#### What to produce
In the data, find the word "tree" and copy out every line that has it.

#### Extracted records
/---

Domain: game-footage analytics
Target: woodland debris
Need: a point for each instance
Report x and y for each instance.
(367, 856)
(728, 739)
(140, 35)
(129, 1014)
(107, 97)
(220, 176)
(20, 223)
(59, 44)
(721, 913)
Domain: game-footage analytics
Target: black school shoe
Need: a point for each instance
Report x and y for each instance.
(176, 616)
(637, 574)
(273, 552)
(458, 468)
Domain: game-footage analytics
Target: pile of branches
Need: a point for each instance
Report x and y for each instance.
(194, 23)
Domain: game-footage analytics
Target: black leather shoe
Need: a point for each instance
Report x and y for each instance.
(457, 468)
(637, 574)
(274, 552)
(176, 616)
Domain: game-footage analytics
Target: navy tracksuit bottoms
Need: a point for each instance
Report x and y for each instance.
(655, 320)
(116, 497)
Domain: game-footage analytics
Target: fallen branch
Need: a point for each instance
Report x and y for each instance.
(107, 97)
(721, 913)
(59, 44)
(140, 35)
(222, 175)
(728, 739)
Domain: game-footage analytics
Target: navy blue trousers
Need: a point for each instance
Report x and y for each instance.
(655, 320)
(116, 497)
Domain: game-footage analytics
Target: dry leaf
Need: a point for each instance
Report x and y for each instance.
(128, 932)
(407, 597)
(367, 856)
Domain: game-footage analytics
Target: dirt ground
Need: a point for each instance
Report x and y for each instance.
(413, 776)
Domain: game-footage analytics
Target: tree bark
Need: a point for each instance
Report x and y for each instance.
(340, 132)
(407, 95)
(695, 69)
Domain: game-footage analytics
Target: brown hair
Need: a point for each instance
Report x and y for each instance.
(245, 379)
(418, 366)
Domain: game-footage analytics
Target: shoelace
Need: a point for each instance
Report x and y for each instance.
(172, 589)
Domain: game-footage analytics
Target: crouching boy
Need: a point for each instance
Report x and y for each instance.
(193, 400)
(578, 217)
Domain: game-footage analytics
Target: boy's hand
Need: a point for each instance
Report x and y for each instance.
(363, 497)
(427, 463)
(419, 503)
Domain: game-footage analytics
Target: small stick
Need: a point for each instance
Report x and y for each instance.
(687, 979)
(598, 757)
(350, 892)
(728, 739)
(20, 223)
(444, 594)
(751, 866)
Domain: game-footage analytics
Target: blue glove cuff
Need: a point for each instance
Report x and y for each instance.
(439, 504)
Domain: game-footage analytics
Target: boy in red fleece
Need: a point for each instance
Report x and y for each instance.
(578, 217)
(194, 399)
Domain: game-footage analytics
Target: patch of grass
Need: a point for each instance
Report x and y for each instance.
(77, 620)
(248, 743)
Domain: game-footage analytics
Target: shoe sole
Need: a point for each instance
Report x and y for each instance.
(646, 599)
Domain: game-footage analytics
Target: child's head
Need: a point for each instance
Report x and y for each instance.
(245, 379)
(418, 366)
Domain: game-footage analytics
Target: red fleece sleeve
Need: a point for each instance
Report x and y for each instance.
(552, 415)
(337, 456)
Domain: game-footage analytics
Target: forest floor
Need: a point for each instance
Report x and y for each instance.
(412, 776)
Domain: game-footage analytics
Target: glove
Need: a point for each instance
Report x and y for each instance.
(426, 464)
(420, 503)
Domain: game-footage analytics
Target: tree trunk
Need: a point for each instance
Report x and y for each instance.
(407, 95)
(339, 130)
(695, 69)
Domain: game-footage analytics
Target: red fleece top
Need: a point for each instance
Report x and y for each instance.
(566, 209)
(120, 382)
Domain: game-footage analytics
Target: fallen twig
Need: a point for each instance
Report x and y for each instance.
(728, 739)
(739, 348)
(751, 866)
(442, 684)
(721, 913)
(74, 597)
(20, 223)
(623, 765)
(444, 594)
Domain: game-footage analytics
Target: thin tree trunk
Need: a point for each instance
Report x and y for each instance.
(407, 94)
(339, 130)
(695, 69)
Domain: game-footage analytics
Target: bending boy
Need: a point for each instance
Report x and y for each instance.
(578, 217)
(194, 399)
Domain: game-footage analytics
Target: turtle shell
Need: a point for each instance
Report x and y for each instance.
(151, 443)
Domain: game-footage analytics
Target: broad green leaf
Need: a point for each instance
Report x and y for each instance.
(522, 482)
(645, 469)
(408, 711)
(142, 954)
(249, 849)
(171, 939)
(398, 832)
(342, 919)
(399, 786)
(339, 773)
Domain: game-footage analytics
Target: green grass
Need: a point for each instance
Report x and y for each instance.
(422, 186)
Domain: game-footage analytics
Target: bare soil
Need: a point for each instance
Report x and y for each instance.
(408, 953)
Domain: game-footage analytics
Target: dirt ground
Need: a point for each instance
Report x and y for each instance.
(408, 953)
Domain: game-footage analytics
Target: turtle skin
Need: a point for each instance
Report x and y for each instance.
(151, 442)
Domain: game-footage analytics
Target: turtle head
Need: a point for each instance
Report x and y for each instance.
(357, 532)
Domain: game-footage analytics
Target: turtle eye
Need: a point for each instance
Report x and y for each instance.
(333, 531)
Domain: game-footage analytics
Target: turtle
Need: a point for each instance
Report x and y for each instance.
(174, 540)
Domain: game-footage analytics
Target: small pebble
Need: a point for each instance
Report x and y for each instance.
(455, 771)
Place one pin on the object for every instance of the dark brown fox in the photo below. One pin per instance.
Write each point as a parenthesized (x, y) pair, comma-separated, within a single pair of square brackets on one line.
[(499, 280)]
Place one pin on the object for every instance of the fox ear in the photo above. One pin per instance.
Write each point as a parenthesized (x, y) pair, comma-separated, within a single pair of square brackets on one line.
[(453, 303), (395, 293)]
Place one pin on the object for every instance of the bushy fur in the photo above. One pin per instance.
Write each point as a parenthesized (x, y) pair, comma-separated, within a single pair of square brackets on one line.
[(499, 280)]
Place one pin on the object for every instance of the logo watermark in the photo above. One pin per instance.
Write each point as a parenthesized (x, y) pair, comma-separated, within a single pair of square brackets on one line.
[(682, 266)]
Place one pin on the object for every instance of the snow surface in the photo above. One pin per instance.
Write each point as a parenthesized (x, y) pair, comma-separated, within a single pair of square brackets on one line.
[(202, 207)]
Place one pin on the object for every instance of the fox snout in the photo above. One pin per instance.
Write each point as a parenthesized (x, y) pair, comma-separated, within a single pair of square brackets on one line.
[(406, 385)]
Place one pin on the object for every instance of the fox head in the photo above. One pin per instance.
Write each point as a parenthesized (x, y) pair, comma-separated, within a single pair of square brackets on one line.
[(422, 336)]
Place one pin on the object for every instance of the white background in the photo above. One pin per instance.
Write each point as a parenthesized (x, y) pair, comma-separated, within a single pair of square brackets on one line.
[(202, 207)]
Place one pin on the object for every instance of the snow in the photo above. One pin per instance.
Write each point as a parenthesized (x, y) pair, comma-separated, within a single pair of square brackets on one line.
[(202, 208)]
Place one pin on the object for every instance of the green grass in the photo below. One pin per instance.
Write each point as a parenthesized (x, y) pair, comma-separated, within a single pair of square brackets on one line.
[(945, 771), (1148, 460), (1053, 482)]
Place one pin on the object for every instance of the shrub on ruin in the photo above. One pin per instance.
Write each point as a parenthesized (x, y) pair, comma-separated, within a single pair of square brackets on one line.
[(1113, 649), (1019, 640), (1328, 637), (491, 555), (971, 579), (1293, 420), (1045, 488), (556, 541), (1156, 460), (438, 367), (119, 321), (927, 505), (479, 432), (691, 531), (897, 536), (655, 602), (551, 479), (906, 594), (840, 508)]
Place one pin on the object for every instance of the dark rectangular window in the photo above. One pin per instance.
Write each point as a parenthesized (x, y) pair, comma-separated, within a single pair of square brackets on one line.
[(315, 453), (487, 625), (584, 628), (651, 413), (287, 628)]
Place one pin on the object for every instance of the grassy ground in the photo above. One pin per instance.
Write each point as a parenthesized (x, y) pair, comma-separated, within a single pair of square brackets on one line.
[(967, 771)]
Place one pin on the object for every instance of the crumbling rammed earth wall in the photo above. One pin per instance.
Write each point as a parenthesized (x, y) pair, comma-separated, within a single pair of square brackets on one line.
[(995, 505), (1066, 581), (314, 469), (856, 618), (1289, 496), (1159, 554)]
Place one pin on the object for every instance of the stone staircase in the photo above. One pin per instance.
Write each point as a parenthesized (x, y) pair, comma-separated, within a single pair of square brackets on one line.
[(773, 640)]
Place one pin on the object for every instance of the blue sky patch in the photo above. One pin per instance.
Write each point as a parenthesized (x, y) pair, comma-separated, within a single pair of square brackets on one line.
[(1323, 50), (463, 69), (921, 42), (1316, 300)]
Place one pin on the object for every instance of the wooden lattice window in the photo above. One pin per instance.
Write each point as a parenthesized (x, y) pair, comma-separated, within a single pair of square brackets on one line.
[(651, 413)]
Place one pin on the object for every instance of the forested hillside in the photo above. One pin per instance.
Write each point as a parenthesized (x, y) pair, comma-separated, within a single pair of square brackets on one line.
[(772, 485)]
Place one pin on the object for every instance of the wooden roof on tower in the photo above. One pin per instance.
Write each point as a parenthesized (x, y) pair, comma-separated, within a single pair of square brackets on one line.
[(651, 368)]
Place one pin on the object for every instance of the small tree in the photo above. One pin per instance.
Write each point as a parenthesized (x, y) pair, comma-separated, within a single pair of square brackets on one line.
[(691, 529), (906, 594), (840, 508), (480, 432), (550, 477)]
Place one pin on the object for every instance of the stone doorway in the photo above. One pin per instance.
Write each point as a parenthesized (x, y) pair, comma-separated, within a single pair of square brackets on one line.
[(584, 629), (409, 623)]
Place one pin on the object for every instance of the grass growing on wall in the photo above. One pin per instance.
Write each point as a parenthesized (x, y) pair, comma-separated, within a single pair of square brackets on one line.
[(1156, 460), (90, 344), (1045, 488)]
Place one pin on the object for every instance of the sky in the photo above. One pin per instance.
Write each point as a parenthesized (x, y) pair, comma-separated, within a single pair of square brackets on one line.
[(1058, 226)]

\---

#### Reply
Target: tree bark
Target: tree trunk
Target: thin tree trunk
Place one pin on the object for every instance of the small tree in the photo above. One pin per instance.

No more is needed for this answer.